- [Complete the following]:
A. Transcribe the contract liability clause from "CUSTOMER shall not" to "or because of any other reason.".
B. Pull out every line of the rows that contains the word "wheel".

- [Source passage]:
** START **

CUSTOMER shall not be liable for any loss or damages sustained by reason of any failure of
interruption of International Call Transport Service covered by this Agreement, nor shall CUSTOMER
provide PCMI with any credits to be applied against future amounts due, whether such loss or damage
arises because of breakdown of equipment or because of any other reason.
Regardless of the nature of any claim of any action which may be brought against PCMI as a result of or
arising out of any errors or omissions which PCMI may make or may result in providing International
Call Transport Services for Customer, PCMI’ sole liability and obligation to Customer, except in the
case of claims arising out of intentional or wrongful acts of PCMI, shall be limited to using
commercially reasonable efforts to investigate and, to the extent reasonably practicable and within the
reasonable control of PCMI, correct the circumstances that caused such errors. PCMI shall not be liable
for any loss or damages sustained by reason of any failure of interruption of International Call Transport
Service covered by this Agreement, nor shall PCMI provide Customer with any credits to be applied
against future amounts due, whether such loss or damage arises because of breakdown of equipment or
because of any other reason.

** END **

[Pointing dataset records]
** START **

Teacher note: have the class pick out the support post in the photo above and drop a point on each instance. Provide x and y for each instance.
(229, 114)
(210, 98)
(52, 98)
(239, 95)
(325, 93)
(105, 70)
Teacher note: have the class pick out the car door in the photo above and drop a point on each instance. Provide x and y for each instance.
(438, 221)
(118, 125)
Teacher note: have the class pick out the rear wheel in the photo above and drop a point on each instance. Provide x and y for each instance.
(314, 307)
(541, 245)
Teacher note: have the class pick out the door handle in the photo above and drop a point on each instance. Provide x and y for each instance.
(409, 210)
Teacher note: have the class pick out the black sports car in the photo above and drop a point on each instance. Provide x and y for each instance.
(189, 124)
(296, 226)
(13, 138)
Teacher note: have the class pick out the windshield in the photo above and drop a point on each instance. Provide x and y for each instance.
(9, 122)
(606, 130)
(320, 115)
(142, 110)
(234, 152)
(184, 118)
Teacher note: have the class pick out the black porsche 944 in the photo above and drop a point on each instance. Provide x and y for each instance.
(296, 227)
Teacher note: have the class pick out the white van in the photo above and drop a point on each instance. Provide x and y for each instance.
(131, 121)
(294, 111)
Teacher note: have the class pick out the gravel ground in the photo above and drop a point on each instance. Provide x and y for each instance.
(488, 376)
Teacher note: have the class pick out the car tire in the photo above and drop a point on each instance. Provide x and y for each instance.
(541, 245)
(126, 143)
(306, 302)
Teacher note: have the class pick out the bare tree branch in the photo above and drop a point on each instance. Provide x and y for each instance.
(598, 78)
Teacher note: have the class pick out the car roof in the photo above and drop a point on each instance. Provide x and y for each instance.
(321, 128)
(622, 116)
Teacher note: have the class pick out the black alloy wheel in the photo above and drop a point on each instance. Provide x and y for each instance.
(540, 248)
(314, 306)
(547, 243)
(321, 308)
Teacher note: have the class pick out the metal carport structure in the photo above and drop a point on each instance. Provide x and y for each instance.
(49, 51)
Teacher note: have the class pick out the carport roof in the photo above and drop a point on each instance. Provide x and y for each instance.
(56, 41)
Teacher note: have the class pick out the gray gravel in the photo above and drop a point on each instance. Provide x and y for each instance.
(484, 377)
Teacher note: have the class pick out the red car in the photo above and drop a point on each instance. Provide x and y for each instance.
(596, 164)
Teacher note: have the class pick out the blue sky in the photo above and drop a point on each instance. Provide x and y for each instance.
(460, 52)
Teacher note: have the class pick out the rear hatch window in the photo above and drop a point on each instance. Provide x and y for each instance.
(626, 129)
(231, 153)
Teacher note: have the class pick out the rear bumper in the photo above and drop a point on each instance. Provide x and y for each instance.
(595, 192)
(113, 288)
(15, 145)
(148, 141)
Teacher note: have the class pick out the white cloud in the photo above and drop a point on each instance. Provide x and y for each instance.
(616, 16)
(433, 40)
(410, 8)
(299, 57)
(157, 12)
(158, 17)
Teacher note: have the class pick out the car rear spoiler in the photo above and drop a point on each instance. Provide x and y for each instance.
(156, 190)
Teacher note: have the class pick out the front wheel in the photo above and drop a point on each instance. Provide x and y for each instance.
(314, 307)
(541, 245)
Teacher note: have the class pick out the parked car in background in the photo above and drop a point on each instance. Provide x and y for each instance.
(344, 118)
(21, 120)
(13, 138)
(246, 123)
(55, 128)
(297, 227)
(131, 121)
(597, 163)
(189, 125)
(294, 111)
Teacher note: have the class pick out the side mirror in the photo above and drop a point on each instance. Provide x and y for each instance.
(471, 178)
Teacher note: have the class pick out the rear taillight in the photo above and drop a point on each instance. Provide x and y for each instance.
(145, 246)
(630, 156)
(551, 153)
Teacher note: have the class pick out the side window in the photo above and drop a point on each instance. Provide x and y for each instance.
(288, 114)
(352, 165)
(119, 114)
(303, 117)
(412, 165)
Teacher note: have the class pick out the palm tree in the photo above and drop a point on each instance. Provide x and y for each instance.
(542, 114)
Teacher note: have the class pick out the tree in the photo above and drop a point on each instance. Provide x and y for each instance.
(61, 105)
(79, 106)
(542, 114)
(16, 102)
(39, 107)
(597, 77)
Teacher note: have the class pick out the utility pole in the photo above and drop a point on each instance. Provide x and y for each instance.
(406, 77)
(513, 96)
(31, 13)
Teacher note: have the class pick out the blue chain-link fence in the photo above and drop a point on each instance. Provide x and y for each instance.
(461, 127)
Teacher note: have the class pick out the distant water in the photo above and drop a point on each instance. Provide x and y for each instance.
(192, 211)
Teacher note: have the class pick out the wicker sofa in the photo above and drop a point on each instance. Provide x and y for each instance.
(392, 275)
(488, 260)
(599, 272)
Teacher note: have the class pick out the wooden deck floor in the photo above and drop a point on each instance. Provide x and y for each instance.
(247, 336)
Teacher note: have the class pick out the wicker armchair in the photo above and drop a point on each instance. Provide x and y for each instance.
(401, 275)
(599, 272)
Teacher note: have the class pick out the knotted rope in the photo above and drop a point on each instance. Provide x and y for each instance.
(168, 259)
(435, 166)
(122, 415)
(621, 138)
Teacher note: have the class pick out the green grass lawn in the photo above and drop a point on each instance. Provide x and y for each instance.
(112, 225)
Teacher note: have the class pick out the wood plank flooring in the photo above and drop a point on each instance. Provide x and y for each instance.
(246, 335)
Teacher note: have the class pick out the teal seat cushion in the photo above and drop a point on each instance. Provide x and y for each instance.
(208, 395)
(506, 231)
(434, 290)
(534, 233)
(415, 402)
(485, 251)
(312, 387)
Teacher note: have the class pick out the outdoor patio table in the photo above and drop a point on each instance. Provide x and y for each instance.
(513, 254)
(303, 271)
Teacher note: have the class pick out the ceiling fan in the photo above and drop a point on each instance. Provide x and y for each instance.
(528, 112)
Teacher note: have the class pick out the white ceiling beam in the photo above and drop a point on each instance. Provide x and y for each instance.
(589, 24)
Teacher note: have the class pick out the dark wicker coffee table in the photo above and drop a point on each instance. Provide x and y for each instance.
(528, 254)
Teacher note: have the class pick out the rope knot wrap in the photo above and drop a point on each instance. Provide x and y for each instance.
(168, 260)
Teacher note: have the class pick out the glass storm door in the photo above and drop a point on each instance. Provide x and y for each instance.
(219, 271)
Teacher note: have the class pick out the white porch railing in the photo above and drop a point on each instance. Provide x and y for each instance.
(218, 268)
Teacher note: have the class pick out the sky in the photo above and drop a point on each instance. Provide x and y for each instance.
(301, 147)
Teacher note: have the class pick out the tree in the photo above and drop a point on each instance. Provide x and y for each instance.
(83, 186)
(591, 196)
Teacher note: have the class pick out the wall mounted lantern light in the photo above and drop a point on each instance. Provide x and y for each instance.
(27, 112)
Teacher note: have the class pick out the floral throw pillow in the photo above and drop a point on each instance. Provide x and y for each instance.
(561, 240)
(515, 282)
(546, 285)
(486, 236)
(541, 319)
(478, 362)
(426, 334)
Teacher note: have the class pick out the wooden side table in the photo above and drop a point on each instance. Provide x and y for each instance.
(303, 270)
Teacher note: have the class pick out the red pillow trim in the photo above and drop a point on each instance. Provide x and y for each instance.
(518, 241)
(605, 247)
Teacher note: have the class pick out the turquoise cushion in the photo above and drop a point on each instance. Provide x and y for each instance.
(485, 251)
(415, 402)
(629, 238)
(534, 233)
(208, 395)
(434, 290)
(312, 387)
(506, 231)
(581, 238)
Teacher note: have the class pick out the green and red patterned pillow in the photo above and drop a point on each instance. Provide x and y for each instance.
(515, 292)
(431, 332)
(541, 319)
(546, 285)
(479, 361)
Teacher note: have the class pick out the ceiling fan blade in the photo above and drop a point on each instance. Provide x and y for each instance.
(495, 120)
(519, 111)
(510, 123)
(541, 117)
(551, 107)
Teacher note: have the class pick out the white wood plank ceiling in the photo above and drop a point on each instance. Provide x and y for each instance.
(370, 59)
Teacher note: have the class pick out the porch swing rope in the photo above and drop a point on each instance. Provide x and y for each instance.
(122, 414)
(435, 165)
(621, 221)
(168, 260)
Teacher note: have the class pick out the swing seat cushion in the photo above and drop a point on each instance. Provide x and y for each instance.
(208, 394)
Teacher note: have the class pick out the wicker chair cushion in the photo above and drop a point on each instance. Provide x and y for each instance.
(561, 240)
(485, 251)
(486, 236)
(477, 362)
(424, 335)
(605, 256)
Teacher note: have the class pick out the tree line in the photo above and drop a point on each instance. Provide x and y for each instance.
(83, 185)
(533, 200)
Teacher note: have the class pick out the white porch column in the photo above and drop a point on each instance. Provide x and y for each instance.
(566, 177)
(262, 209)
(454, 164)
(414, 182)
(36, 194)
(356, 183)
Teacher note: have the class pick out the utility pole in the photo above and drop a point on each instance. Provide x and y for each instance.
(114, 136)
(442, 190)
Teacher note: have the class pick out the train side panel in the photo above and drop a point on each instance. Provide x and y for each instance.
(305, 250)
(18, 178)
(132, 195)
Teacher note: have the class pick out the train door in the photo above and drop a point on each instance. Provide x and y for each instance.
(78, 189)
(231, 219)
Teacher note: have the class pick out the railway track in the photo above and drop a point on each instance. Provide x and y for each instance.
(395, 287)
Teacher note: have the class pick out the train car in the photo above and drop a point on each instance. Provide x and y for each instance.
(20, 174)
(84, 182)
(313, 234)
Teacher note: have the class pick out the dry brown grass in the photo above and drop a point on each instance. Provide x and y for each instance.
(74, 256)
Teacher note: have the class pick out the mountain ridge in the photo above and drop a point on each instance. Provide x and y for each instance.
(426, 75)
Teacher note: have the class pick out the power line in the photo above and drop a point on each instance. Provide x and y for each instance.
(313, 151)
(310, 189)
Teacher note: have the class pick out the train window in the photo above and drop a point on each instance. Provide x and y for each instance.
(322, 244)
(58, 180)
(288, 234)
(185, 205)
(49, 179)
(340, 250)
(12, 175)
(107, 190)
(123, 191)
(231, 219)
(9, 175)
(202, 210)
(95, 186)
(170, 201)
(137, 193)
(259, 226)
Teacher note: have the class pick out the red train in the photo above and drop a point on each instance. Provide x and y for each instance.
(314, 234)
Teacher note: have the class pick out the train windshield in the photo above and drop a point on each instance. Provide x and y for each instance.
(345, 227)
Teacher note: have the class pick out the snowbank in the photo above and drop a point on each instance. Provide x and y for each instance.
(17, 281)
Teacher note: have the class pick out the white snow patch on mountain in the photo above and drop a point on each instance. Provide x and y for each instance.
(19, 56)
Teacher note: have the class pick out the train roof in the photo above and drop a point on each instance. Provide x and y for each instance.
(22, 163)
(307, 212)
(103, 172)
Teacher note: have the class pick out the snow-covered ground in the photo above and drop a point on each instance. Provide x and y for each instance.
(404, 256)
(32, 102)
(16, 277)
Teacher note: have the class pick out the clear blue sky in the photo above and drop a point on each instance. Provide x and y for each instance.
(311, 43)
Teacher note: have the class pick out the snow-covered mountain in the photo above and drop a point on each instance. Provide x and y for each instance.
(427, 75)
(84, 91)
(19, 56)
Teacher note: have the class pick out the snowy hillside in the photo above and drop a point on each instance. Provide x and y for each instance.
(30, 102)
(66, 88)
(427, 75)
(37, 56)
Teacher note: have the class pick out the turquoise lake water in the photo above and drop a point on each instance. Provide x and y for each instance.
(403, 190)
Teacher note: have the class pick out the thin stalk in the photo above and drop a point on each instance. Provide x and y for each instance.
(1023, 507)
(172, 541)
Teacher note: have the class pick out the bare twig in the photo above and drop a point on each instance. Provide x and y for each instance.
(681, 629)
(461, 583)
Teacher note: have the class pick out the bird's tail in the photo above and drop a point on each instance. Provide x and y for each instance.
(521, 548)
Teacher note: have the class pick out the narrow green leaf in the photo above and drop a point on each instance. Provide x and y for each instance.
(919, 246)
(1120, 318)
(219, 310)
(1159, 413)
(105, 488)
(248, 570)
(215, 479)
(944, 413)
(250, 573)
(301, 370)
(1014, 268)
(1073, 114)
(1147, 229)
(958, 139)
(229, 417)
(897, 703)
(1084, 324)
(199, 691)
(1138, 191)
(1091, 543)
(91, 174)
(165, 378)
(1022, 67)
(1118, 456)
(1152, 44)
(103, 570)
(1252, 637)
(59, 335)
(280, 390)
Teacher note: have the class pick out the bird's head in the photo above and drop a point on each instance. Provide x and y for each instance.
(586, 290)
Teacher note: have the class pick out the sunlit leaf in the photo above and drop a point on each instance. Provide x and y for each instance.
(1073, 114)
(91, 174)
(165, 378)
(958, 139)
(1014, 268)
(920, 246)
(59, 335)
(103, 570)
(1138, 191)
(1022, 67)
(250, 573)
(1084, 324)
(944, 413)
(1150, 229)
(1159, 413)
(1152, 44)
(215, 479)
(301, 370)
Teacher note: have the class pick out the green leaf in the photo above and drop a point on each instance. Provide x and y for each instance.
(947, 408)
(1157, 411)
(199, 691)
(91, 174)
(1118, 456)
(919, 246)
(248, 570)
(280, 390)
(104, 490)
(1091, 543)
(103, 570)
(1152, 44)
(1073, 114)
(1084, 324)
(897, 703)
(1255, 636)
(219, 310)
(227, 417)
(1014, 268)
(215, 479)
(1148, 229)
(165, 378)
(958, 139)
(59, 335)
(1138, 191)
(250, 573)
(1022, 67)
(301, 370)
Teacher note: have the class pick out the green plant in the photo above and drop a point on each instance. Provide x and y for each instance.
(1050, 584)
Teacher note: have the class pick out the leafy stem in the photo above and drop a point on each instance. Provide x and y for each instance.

** END **

- [Response list]:
A.
CUSTOMER shall not be liable for any loss or damages sustained by reason of any failure of
interruption of International Call Transport Service covered by this Agreement, nor shall CUSTOMER
provide PCMI with any credits to be applied against future amounts due, whether such loss or damage
arises because of breakdown of equipment or because of any other reason.

B.
Teacher note: have the class pick out the rear wheel in the photo above and drop a point on each instance. Provide x and y for each instance.
Teacher note: have the class pick out the black alloy wheel in the photo above and drop a point on each instance. Provide x and y for each instance.
Teacher note: have the class pick out the front wheel in the photo above and drop a point on each instance. Provide x and y for each instance.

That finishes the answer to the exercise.